■ Text segment:
***
In yet another senior moment, when I booked for it I’d forgotten that Maria Friedman‘s show at The Pheasantry was a repeat of the one just ten months ago at the same venue, but it hardly mattered. These Sondheim & Bernstein songs can be heard over and over again and you hear something new or the interpretation is subtly different or its just like a glorious encore. The venue is intimate and this time I was in the front and able to appreciate every nuance and every note. From the ‘overture’ – Jason Carr‘s ‘ mash-up’ of Sondheim & Bernstein melodies – it was an absolute delight.

The second ‘cabaret’ of the month paired the same Jason Carr with Janie Dee. The former, usually accompanying others or orchestrating shows, mixed his own songs with vintage musicals fare. He’s no great singer so guests Anna Francolini and Melvin Whitfield proved welcome. He does have bags of charm though and was very engaging with his audience…..as was Janie Dee, who hot-footed it over from Putting It Together for a short but perfectly formed if somewhat unpredictable set in which she invested more than a touch of acting. A very original take on the cabaret form, which I loved.
***
[Point annotations for photos]
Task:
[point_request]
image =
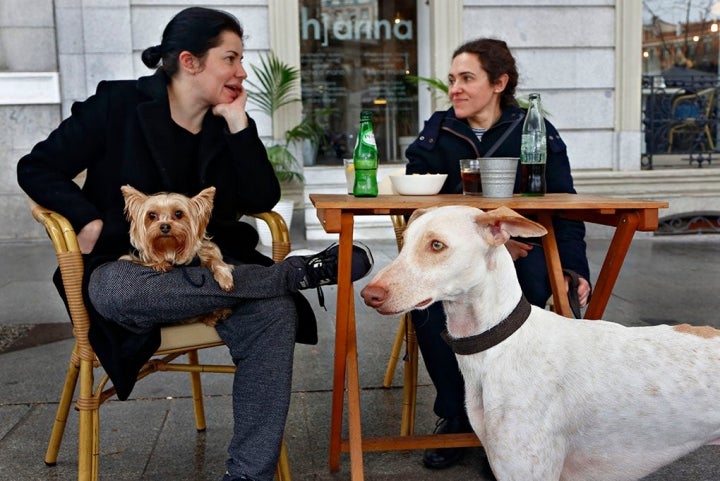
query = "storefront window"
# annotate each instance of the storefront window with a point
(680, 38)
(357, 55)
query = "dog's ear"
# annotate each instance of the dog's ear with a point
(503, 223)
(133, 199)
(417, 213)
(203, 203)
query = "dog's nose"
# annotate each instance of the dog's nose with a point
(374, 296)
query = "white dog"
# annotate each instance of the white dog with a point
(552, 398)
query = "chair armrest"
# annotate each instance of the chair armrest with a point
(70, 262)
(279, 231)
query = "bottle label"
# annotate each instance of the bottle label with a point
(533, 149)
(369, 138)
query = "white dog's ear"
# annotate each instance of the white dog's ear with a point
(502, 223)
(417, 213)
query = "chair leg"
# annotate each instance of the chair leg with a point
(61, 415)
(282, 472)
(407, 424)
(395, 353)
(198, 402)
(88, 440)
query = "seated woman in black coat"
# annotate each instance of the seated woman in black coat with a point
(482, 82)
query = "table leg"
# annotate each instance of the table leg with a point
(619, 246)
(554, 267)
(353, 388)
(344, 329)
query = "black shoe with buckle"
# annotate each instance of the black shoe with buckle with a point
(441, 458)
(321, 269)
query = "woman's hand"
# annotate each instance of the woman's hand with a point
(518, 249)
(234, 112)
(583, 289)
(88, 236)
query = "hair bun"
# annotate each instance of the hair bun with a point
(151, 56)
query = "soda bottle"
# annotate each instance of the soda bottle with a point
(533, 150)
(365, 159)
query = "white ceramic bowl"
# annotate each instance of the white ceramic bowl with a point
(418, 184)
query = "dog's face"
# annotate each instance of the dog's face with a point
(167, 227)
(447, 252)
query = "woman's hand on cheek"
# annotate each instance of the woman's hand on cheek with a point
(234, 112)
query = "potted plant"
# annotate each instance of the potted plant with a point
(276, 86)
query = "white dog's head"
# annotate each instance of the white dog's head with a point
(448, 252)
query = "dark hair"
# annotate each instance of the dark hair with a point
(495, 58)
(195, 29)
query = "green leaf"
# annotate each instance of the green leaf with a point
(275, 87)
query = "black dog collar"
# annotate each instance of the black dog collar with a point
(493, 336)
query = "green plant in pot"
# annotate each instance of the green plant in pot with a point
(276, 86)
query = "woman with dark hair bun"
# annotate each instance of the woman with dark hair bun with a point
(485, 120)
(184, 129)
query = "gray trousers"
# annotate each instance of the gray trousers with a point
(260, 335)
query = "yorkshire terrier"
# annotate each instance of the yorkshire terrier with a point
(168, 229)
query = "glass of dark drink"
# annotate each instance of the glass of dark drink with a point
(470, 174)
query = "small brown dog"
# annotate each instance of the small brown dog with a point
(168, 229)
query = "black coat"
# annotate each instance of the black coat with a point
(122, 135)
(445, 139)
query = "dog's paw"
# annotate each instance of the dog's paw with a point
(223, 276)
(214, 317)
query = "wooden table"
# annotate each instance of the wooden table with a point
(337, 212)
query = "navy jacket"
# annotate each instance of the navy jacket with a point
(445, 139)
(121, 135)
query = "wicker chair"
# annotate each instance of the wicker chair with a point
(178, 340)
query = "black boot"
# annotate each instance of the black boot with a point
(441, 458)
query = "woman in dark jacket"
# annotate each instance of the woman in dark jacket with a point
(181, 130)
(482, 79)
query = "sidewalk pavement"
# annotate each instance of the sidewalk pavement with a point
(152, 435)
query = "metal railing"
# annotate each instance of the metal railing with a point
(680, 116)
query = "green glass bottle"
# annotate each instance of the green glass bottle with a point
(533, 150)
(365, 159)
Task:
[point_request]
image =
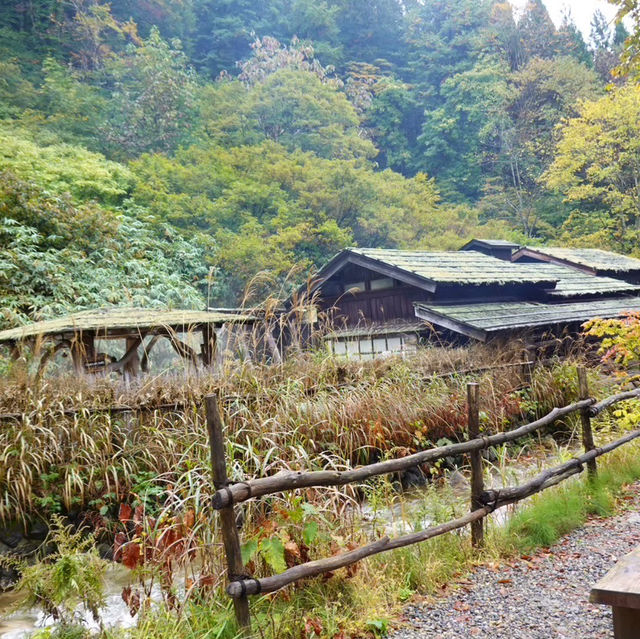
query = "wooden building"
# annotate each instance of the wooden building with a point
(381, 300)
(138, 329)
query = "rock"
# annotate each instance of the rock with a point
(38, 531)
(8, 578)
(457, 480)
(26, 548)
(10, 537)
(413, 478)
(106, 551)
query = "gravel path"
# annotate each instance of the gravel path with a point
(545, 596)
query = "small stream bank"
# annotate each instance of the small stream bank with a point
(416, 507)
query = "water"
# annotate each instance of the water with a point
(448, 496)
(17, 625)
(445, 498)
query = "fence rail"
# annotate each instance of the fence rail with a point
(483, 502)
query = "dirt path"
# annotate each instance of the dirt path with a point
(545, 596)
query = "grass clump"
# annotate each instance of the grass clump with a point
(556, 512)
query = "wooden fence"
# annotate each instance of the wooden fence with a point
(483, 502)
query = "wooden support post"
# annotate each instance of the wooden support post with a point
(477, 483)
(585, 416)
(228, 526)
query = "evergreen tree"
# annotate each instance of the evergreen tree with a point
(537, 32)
***
■ Exercises to complete:
(a) In the cabaret review, who was paired with Jason Carr in the second cabaret of the month?
(b) State whether each statement agrees with the cabaret review, answering yes or no and quoting the deciding words: (i) Maria Friedman's show took place at The Pheasantry. (ii) The writer sat at the back for the Maria Friedman show. (iii) Jason Carr is called a great singer.

■ Answer list:
(a) Janie Dee

(b)
(i) Yes: "Maria Friedman‘s show at The Pheasantry"
(ii) No: "this time I was in the front"
(iii) No: "He’s no great singer"